### Written task
Only the lines from the line holding "For the benchmark, point to the snow" through the final line of the entries below are to be returned, exactly as they stand.

━━ Supplied material

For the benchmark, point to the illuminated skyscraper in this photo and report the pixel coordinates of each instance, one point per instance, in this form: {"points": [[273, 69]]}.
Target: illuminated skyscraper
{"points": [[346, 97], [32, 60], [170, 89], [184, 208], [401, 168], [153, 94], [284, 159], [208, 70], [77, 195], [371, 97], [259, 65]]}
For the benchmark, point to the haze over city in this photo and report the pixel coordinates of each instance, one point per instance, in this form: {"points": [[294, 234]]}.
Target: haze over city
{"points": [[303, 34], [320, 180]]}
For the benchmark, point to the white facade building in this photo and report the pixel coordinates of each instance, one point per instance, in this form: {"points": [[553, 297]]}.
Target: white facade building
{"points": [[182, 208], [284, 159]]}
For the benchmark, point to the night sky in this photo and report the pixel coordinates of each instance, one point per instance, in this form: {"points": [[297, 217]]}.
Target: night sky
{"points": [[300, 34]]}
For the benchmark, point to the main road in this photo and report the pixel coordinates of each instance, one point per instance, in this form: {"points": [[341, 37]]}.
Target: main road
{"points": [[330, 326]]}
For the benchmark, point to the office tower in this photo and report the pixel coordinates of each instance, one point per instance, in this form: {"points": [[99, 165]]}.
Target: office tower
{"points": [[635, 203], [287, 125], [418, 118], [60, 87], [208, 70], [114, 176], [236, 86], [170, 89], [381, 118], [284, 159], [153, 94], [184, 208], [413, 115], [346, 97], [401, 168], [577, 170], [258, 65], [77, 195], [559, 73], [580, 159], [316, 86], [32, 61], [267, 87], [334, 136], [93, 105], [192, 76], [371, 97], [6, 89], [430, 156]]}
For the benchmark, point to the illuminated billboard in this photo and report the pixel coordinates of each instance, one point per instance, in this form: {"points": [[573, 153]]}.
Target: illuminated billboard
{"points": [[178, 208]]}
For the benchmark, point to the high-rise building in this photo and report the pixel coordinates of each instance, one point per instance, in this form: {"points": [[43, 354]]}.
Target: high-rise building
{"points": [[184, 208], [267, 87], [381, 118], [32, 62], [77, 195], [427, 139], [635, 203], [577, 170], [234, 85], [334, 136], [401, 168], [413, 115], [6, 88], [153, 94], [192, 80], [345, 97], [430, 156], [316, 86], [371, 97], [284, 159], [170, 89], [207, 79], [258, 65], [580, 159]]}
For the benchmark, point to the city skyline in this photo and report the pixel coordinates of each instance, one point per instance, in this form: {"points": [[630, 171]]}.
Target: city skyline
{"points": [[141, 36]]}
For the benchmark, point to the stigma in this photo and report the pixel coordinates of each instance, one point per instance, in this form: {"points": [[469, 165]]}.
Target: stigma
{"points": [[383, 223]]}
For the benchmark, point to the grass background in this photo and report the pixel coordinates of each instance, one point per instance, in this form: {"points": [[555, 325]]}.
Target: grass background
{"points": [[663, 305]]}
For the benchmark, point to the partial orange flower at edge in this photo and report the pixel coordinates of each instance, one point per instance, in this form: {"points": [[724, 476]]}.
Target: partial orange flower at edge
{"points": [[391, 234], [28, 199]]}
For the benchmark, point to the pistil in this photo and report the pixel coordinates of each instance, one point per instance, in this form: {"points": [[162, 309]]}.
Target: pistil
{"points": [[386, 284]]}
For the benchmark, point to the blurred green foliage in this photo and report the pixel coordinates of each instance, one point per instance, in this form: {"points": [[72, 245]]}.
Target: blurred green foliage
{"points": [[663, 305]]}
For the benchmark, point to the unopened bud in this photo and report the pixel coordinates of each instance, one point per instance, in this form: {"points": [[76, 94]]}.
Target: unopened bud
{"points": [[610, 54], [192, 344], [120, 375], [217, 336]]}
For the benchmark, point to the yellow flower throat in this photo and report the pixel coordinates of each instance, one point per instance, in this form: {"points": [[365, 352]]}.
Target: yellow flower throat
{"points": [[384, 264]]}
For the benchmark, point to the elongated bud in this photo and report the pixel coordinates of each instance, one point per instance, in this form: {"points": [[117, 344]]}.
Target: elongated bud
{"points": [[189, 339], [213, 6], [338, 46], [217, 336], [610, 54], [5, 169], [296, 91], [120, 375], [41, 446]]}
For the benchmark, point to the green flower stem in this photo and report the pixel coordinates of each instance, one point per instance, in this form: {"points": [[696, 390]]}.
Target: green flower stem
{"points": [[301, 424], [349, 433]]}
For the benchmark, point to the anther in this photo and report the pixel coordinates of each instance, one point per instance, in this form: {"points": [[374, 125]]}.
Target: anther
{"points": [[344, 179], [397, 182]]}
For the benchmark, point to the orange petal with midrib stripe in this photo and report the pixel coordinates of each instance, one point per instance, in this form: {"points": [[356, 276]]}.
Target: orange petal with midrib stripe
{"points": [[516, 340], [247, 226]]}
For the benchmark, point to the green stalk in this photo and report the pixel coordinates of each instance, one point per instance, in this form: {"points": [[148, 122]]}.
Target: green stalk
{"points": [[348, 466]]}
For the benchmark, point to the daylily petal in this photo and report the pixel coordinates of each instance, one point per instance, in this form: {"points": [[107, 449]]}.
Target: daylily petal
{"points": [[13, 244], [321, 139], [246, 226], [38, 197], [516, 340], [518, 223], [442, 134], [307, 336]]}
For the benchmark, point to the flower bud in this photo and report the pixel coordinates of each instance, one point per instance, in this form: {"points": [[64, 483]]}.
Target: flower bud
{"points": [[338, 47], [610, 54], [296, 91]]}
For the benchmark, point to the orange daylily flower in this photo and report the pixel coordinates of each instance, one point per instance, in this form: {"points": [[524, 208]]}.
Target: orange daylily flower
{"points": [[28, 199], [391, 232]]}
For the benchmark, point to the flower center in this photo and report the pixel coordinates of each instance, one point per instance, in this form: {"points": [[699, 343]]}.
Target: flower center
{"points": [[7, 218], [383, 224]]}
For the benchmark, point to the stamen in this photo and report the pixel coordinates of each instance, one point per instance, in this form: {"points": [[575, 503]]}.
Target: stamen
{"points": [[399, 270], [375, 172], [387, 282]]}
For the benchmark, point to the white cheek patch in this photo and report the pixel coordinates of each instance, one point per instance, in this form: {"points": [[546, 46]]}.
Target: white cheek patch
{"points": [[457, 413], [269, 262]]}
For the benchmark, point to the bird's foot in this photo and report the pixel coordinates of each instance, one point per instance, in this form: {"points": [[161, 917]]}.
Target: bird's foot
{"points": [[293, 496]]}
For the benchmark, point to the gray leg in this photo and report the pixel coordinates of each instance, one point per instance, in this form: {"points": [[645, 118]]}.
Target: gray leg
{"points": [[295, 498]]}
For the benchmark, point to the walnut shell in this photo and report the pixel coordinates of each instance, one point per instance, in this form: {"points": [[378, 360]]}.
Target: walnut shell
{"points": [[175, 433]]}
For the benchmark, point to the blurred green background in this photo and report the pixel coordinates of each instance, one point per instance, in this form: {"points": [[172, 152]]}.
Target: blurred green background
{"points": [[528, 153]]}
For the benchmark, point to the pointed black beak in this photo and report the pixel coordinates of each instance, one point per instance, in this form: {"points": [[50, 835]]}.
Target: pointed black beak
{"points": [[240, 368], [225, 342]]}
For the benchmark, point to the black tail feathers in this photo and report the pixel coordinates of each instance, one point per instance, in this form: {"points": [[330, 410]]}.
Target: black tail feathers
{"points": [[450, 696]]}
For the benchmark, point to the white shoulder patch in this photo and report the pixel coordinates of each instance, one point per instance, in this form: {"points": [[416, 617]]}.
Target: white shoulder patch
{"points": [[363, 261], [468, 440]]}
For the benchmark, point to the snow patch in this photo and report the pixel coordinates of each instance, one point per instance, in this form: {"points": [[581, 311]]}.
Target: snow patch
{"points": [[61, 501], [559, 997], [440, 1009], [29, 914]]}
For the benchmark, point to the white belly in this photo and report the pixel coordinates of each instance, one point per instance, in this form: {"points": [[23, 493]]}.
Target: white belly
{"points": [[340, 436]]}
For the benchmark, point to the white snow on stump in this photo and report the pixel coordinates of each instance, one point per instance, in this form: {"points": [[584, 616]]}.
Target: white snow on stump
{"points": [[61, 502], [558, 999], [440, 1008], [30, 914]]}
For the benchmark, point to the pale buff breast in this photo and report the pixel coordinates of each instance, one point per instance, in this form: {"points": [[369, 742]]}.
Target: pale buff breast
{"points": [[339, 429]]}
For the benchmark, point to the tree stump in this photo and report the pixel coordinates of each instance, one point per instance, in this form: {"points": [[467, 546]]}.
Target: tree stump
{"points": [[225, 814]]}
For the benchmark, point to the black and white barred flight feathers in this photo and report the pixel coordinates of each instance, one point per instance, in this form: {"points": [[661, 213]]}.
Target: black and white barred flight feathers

━━━━

### Result of the task
For the benchmark, point to the snow patch in this photo and report the pixel coordinates of each instance, one point per instance, in this form: {"points": [[581, 311]]}.
Target: snow patch
{"points": [[61, 501], [559, 997], [440, 1009], [29, 914]]}
For the benchmark, point to the white belly in this photo and report the pixel coordinates of each instance, one point per instance, in this form: {"points": [[23, 493]]}.
Target: white belly
{"points": [[340, 436]]}
For the benchmark, point to the white snow on stump in this photo and report the pixel coordinates of each instance, one point per instance, in this form: {"points": [[584, 616]]}.
Target: white snow on stump
{"points": [[61, 502], [558, 999], [440, 1008], [30, 914]]}
For the benchmark, point to the pale buff breast in this photo and report the pixel coordinates of each instance, one point per instance, in this form: {"points": [[369, 742]]}.
Target: pale buff breast
{"points": [[339, 429]]}
For the benchmark, point to the tree stump in this photo and report the pixel coordinates of each instance, one point per instance, in this form: {"points": [[467, 546]]}.
Target: tree stump
{"points": [[225, 814]]}
For the benchmark, point to the black and white barred flight feathers in this photo and report the pixel coordinates of each instance, one point per instance, in this form: {"points": [[661, 213]]}.
Target: black and white barred flight feathers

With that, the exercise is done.